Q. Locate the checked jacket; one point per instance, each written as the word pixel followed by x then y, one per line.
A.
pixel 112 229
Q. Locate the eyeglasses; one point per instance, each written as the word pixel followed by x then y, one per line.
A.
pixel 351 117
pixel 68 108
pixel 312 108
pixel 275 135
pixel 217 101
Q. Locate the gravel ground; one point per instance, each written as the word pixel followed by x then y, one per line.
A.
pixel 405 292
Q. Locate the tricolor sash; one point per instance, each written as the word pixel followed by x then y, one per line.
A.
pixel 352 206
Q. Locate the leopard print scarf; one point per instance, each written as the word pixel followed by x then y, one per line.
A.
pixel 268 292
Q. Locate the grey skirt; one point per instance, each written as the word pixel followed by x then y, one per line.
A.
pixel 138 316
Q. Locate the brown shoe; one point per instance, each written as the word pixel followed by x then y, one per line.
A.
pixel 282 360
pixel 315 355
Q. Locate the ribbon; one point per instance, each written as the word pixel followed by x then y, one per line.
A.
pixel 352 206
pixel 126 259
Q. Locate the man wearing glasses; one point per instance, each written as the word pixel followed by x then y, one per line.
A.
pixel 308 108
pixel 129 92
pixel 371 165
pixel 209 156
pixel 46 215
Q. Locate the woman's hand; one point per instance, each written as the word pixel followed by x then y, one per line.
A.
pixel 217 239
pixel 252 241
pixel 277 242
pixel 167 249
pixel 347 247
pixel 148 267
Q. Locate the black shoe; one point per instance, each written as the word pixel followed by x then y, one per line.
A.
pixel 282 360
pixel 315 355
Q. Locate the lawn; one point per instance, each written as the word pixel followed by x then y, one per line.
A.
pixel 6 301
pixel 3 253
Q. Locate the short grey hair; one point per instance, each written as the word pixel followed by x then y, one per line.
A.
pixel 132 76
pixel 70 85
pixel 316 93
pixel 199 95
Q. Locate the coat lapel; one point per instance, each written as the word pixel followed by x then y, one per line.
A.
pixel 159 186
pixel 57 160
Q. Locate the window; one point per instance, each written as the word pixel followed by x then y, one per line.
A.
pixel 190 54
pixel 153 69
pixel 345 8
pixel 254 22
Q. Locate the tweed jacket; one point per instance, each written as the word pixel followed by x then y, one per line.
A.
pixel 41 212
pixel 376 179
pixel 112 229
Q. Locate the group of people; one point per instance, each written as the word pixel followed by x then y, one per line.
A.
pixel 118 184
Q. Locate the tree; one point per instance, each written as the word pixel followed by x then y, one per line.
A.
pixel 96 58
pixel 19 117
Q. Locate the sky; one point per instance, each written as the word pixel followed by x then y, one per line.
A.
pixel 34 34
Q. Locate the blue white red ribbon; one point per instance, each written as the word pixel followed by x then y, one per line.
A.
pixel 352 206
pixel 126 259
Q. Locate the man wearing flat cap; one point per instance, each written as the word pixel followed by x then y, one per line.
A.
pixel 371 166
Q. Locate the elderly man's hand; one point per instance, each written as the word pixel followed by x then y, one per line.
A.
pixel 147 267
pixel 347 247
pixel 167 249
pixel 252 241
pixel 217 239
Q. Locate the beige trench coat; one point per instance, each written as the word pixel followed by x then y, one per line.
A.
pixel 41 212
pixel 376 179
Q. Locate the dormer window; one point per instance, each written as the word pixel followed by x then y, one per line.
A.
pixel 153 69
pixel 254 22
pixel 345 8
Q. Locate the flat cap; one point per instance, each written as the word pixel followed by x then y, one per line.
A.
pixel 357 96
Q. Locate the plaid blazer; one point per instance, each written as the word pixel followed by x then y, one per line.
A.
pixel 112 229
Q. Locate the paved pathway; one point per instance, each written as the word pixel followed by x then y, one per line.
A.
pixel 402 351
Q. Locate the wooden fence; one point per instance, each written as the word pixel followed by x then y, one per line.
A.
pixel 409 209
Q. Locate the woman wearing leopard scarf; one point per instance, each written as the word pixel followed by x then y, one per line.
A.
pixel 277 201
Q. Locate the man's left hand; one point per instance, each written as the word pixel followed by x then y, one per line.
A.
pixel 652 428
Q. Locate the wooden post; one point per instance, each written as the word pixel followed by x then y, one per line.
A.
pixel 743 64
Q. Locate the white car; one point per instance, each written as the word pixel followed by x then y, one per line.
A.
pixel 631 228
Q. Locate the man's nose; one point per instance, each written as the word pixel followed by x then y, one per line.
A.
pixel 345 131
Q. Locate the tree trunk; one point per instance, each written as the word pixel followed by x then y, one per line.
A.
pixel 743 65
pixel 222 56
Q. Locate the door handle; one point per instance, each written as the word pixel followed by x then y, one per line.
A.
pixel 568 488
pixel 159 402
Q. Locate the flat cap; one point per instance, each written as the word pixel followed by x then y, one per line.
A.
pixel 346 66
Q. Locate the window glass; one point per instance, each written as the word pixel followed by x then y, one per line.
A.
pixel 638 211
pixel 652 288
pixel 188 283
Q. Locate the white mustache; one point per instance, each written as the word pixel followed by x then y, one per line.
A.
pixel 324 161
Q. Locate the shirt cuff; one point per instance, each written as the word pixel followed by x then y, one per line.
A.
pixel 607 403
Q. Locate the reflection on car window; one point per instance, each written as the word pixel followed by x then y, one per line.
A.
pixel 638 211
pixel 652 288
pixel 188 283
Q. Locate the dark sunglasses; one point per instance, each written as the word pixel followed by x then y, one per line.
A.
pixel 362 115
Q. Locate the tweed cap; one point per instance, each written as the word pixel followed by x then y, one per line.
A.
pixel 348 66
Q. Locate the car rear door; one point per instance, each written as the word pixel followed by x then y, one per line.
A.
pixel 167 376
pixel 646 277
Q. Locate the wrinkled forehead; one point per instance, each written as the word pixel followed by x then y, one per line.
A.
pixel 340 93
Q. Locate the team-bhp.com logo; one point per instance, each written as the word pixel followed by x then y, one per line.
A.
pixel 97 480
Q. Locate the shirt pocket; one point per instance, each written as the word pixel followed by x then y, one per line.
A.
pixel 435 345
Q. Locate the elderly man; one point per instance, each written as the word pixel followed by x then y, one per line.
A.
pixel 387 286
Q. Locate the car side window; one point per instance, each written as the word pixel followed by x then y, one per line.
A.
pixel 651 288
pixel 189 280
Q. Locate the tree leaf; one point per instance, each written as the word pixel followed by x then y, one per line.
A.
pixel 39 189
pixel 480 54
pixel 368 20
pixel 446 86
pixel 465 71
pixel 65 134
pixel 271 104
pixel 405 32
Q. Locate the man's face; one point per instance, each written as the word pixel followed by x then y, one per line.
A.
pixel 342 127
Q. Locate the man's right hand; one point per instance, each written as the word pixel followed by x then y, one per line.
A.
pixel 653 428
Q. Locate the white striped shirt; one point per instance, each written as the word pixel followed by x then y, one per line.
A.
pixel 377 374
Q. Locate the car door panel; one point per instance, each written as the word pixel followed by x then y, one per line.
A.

________________________

* Written exercise *
Could you write out the part of the records that opens with the line containing "Q. Locate the wooden fence;" and closes with the line containing "pixel 652 428", keeping every line, requests included, but adding 53 to each x and y coordinate in the answers?

* Written answer *
Q. Locate the wooden fence; one point per instance, each written as the word pixel followed by x then y, one per line.
A.
pixel 462 262
Q. Locate the woman wearing leopard scarf; one point per instance, each written as the word pixel followed by x then y, one per line.
A.
pixel 330 254
Q. Locate the man's left hand; one point per instance, each written as the word pixel followed by x then y, one per line.
A.
pixel 705 481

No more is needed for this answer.